§ Free-text object descriptions:
-- -- --
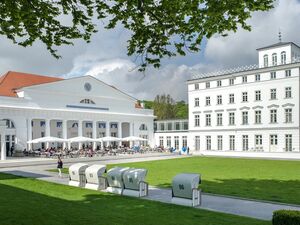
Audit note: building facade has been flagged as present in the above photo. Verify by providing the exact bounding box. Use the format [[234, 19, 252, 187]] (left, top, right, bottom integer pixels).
[[187, 42, 300, 153], [0, 72, 154, 160]]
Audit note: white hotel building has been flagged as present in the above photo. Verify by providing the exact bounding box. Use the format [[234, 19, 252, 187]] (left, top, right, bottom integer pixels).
[[0, 72, 154, 160], [155, 41, 300, 153]]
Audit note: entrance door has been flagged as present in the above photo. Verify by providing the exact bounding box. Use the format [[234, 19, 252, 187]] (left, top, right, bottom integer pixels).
[[5, 135, 10, 156]]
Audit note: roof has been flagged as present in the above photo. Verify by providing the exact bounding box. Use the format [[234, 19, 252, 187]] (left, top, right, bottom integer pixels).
[[256, 42, 300, 51], [0, 71, 63, 97]]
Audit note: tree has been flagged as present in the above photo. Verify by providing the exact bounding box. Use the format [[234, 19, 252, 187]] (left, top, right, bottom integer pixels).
[[0, 0, 274, 71], [153, 94, 176, 120], [174, 101, 188, 119]]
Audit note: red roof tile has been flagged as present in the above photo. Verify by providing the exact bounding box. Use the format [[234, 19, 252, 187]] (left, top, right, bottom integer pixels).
[[0, 71, 63, 97]]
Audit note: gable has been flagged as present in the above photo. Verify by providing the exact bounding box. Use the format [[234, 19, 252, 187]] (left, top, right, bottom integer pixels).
[[18, 75, 136, 102]]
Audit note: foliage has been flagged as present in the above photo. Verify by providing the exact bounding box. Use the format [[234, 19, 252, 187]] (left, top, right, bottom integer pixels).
[[272, 210, 300, 225], [0, 0, 274, 71], [174, 100, 189, 119], [143, 95, 188, 119], [0, 173, 269, 225]]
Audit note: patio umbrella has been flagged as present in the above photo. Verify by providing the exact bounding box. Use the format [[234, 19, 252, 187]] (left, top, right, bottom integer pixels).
[[97, 136, 121, 142], [122, 136, 147, 141], [27, 136, 67, 144], [67, 136, 95, 143]]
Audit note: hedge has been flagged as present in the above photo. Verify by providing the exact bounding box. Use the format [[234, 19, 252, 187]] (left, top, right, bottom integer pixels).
[[273, 210, 300, 225]]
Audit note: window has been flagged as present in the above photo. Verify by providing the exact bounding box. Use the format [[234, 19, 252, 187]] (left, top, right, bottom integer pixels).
[[217, 95, 222, 105], [255, 110, 262, 124], [80, 99, 95, 104], [285, 134, 292, 151], [195, 98, 199, 107], [174, 136, 179, 149], [229, 135, 235, 150], [229, 112, 235, 125], [159, 136, 164, 147], [85, 122, 92, 128], [255, 135, 262, 146], [255, 74, 261, 81], [2, 119, 15, 128], [242, 76, 247, 83], [242, 92, 248, 102], [139, 124, 148, 130], [167, 122, 172, 131], [40, 121, 45, 127], [285, 87, 292, 98], [217, 80, 222, 87], [270, 135, 278, 145], [229, 78, 234, 85], [206, 96, 211, 106], [41, 132, 45, 137], [194, 83, 199, 90], [205, 114, 211, 126], [228, 94, 234, 104], [217, 135, 223, 150], [263, 54, 268, 67], [281, 51, 286, 64], [56, 121, 62, 128], [99, 123, 106, 128], [285, 108, 292, 123], [206, 136, 211, 150], [195, 136, 200, 151], [270, 109, 277, 123], [175, 122, 180, 130], [183, 122, 188, 130], [255, 90, 261, 101], [206, 82, 210, 88], [182, 136, 187, 147], [272, 53, 277, 66], [217, 113, 223, 126], [160, 123, 165, 131], [270, 71, 276, 79], [194, 115, 200, 127], [270, 89, 277, 100], [110, 123, 118, 129], [242, 111, 248, 125], [285, 70, 291, 77], [242, 135, 249, 151]]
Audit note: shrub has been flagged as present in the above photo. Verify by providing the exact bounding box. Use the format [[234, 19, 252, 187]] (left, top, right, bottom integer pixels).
[[273, 210, 300, 225]]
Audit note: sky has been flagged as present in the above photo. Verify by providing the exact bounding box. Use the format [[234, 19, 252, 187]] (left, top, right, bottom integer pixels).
[[0, 0, 300, 101]]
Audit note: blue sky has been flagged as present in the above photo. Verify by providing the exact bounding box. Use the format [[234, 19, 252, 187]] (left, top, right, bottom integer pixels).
[[0, 0, 300, 101]]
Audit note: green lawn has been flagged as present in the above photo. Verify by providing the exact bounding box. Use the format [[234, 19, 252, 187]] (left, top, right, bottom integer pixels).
[[0, 173, 269, 225], [53, 156, 300, 204]]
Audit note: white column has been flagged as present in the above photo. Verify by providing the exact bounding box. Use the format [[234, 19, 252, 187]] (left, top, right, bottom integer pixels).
[[1, 133, 6, 160], [62, 120, 68, 149], [27, 118, 32, 151], [92, 121, 97, 150], [118, 122, 122, 147], [105, 121, 110, 147], [45, 119, 50, 149], [78, 120, 83, 149]]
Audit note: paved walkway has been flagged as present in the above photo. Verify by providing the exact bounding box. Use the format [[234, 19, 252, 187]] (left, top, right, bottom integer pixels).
[[0, 154, 299, 221]]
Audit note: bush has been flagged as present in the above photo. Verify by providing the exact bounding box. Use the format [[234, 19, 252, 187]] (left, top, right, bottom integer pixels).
[[273, 210, 300, 225]]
-- -- --
§ PROBLEM: Your copy should match every entry above exactly and contain no pictures.

§ WRITTEN ANSWER:
Audit note: building facade has been flagged as present in the above photo. Verify by providing the exact bounding box. Use the format [[234, 19, 252, 187]] (left, top, right, bottom integer pixels).
[[187, 42, 300, 153], [0, 72, 154, 160]]
Audit note: white hotel building has been flagged as present in the above photo. Verify by providing the exact bounding box. Use the format [[234, 19, 252, 187]] (left, top, right, bottom integer pixels).
[[0, 72, 154, 160], [155, 41, 300, 153]]
Audit note: entrance door has been flagged as present in the above photo. Verify by providing the exact bounding box. Use the format [[234, 19, 252, 187]] (left, top, right, bottom integer pixels).
[[5, 135, 10, 156]]
Audit note: roof has been flagged as present in the above photo. Verify by providing the exact bounding box. Use the format [[234, 19, 252, 187]] (left, top, right, bottom integer pixels).
[[256, 42, 300, 51], [0, 71, 63, 97]]
Audit note: tree has been flagged as present in the above photo. Verify by providing the exact bounding box. Use the format [[234, 19, 252, 187]] (left, top, right, bottom integer pixels).
[[0, 0, 274, 71], [153, 94, 176, 120], [174, 101, 188, 119]]
Audit note: red roof tile has been flagged as present in the above photo. Verify by providing the exact bounding box. Use the format [[234, 19, 252, 187]] (left, top, right, bottom integer pixels).
[[0, 71, 63, 97]]
Audit note: gable has been flagged as present in the above photo. Verify by providing the exact bounding box. Use the format [[234, 19, 252, 187]] (left, top, right, bottom integer pixels).
[[18, 75, 136, 102]]
Audit note: foliage has been flagged as present in the above photo. Verify by providing the exact bounding box. Use the format [[234, 19, 252, 187]] (left, top, right, bottom integer pixels).
[[272, 210, 300, 225], [0, 0, 274, 71], [174, 100, 189, 119], [143, 95, 188, 119], [0, 173, 269, 225]]
Audit note: patio umbrella has been flagged as present in the above photo. Verify by providing the exact bounding box. Use the format [[234, 19, 252, 187]] (left, top, right, bottom integer pixels).
[[97, 136, 121, 142], [122, 136, 147, 141], [27, 136, 67, 144], [67, 136, 95, 143]]
Audit note: hedge has been flagged as present in the above photo. Verify by providing the exact bounding box. Use the format [[234, 19, 252, 187]] (left, top, right, bottom integer pixels).
[[273, 210, 300, 225]]
Audit note: window has been flagged as present in the above photo. Verify by providing the exact bounding box. Use the format [[234, 19, 252, 187]] (left, top, right, bottom integer pixels).
[[217, 95, 222, 105], [255, 110, 262, 124], [80, 99, 95, 104], [285, 134, 292, 151], [195, 98, 199, 107], [174, 136, 179, 149], [229, 135, 235, 150], [229, 112, 235, 125], [159, 136, 164, 147], [85, 122, 92, 128], [255, 135, 262, 146], [255, 74, 261, 81], [2, 119, 15, 128], [242, 76, 247, 83], [242, 92, 248, 102], [139, 124, 148, 130], [167, 122, 172, 131], [40, 121, 45, 127], [285, 87, 292, 98], [217, 80, 222, 87], [270, 135, 278, 145], [229, 78, 234, 85], [206, 96, 211, 106], [41, 132, 45, 137], [194, 83, 199, 90], [205, 114, 211, 126], [228, 94, 234, 104], [217, 135, 223, 150], [263, 54, 268, 67], [281, 51, 286, 64], [56, 121, 62, 128], [99, 123, 106, 128], [285, 108, 292, 123], [206, 136, 211, 150], [195, 136, 200, 151], [270, 109, 277, 123], [175, 122, 180, 130], [183, 122, 188, 130], [255, 90, 261, 101], [206, 82, 210, 88], [182, 136, 187, 147], [272, 53, 277, 66], [217, 113, 223, 126], [160, 123, 165, 131], [270, 71, 276, 79], [194, 115, 200, 127], [270, 89, 277, 100], [110, 123, 118, 129], [242, 111, 248, 125], [285, 70, 291, 77], [242, 135, 249, 151]]
Audit note: shrub has been flagged as present in the above photo. Verify by providing the exact bounding box. Use the format [[234, 19, 252, 187]] (left, top, right, bottom integer pixels).
[[273, 210, 300, 225]]
Audit note: sky has been flagged as present in the above photo. Verify by providing the exact bounding box. Use the format [[234, 19, 252, 187]] (left, top, right, bottom integer pixels).
[[0, 0, 300, 101]]
Audit note: blue sky has been flagged as present in the above photo. Verify by providing the exact bounding box. Use the format [[234, 19, 252, 187]] (left, top, right, bottom integer pixels).
[[0, 0, 300, 101]]
Audit note: green lawn has been flagged as present in the above photo. Verify by providing the exact bounding box. Use the format [[234, 19, 252, 187]] (left, top, right, bottom integer pixels).
[[0, 173, 269, 225], [53, 156, 300, 204]]
Audit note: white column has been flagged as present in the above photo. Verify by providing the exact bounding box. Use the format [[234, 19, 252, 187]] (left, top, right, bottom integer pixels).
[[1, 133, 6, 160], [62, 120, 68, 149], [27, 118, 32, 151], [92, 121, 97, 150], [118, 122, 122, 147], [105, 121, 110, 147], [45, 119, 50, 149], [78, 120, 83, 149]]
Audit note: paved walkway has been flagged as present in the above photo. Verify by providing the exact bounding box. Use the format [[234, 19, 252, 187]] (left, top, right, bottom integer pixels).
[[0, 154, 299, 221]]
Audit note: bush has been flagged as present in the above photo. Verify by providing the exact bounding box. Use the format [[234, 19, 252, 187]] (left, top, right, bottom integer pixels).
[[273, 210, 300, 225]]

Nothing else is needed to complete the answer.